__Given request A__.
According to the article, how many car models can Google's Cloud Video Intelligence identify?

__Text section__.
The two companies are introducing separate, competitive automated video and language recognition services fueled by machine learning.

Mitch Wagner, Executive Editor, Light Reading

December 5, 2017

4 Min Read
Google & Amazon Heat Up Machine Learning Rivalry

Google and Amazon are stepping up their competition on machine learning, with both companies introducing new video and natural language recognition tools to help customers make sense of piles of undifferentiated moving images and words.

Google (Nasdaq: GOOG) plans on Tuesday to launch general availability of its Cloud Video Intelligence machine learning API to analyze video content, including providing video transcription. And it's adding Content Classification to its Cloud Natural Language platform, to automatically classify content into more than 700 categories

For Cloud Video Intelligence, Google is adding deeper video analysis tools, including shot change detection, content moderation, and detection of 20,000 labels, to identify 180 different types of fruits, including kiwis and jujubes; 229 models of airplanes; 667 car models; and more than 200 types of buildings, including supermarkets and convention centers, according to a post scheduled to go live Tuesday morning by Wei Hua, Google engineering manager for cloud AI Video Solutions, on the Google Cloud Big Data and Machine Learning Blog.

A Google demo shows how a user can search a large library of videos for the keyword "baseball" -- like running a Google search on the web -- and find only videos pertaining to that sport. The result shows which videos have baseball, and when in each video baseball appears.

__Data for this task__.
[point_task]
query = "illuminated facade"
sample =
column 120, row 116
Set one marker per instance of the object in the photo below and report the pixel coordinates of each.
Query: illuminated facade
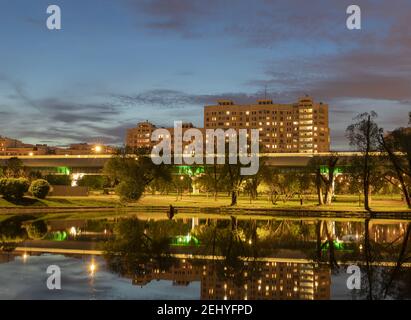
column 291, row 128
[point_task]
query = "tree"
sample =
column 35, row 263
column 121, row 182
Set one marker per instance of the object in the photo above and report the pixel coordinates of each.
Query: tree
column 325, row 177
column 232, row 173
column 133, row 173
column 40, row 188
column 12, row 188
column 211, row 179
column 399, row 141
column 364, row 135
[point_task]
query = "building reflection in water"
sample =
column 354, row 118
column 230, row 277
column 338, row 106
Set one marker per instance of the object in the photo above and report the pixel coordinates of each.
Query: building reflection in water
column 275, row 281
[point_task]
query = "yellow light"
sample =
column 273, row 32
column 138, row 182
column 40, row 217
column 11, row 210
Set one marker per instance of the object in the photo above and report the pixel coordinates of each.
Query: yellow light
column 92, row 268
column 73, row 231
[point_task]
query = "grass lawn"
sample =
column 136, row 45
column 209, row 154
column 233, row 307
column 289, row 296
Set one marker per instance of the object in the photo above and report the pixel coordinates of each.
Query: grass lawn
column 92, row 201
column 343, row 202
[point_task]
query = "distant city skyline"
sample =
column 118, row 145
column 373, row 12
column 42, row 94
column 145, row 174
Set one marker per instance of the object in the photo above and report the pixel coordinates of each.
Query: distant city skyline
column 116, row 63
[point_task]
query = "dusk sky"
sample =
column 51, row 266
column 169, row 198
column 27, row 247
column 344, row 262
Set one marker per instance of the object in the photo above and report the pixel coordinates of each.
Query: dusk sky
column 115, row 63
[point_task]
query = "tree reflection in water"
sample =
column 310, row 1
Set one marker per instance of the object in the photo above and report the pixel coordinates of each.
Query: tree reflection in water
column 240, row 253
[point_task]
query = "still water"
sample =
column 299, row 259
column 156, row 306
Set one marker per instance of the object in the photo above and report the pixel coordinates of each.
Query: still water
column 194, row 258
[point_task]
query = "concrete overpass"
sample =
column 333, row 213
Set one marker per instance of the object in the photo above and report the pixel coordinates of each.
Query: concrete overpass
column 93, row 164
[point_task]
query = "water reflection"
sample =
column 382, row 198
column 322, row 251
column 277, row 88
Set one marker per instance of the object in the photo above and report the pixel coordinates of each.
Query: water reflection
column 241, row 258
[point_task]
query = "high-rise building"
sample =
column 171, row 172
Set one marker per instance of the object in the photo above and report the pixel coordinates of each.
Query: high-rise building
column 296, row 127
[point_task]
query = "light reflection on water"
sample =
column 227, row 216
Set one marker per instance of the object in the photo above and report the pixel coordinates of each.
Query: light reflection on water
column 27, row 280
column 250, row 259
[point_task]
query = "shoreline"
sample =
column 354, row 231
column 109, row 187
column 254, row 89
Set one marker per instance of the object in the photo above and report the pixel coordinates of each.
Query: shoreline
column 224, row 210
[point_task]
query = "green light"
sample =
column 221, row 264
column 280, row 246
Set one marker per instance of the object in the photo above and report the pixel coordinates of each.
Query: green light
column 187, row 240
column 63, row 170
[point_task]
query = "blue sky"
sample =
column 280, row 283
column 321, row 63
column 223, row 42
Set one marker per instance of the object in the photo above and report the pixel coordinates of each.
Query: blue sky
column 115, row 63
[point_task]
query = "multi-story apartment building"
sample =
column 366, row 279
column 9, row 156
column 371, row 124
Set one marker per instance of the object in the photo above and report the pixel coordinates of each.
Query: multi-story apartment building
column 296, row 127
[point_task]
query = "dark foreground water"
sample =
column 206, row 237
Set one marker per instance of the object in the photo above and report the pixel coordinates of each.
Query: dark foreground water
column 226, row 258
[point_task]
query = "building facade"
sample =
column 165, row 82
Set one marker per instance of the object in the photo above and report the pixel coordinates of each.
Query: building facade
column 292, row 128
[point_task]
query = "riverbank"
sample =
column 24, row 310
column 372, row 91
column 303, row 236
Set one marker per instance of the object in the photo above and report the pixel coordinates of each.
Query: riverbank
column 343, row 206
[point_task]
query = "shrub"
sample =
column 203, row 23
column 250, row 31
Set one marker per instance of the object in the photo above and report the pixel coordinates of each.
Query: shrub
column 129, row 190
column 36, row 230
column 14, row 188
column 94, row 182
column 59, row 180
column 40, row 188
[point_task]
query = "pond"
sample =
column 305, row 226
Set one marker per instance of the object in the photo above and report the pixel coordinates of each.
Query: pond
column 195, row 257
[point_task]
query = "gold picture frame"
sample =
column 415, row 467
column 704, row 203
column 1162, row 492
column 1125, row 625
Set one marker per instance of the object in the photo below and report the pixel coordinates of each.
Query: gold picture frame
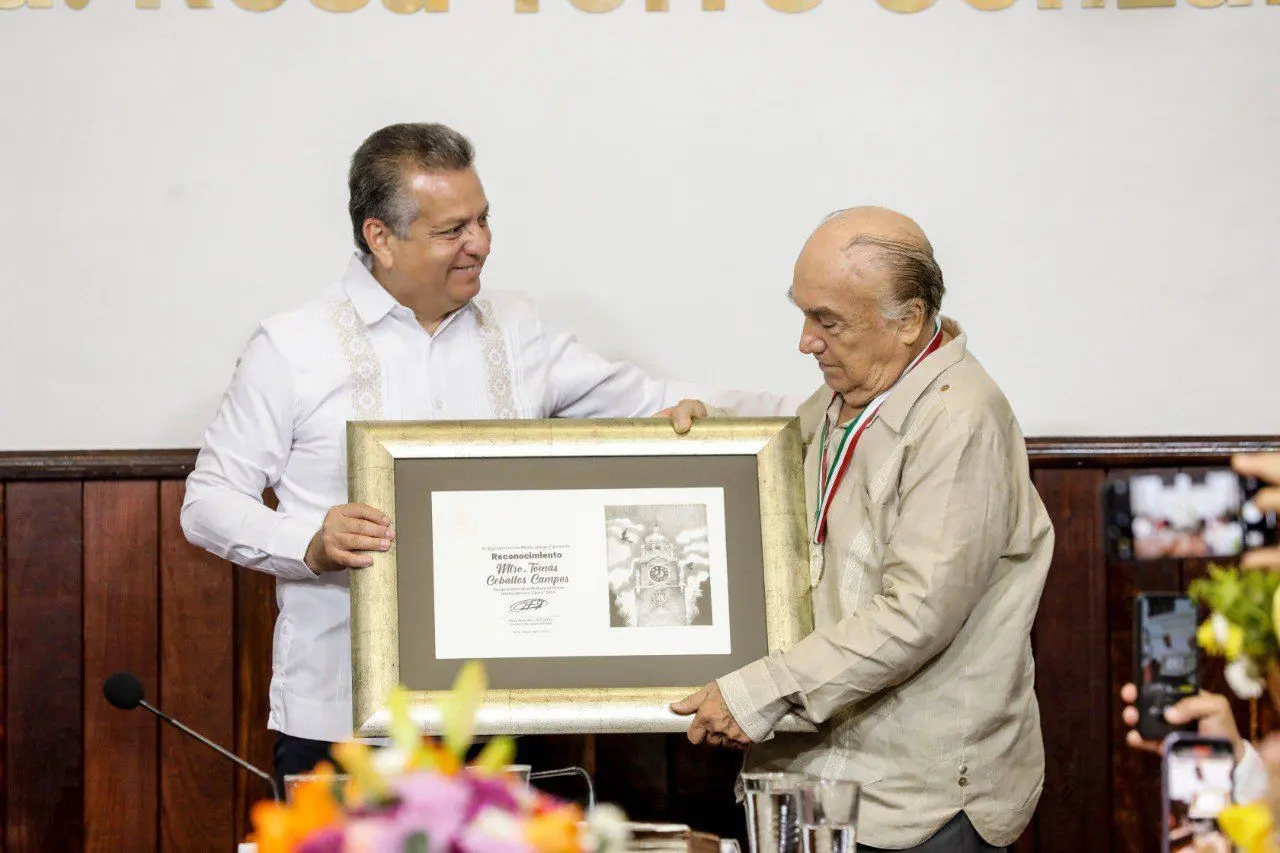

__Given request B__.
Please return every line of the rows that contains the word "still". Case counts.

__Task response A__.
667 car models.

__Task response B__.
query = "still water"
Query: still water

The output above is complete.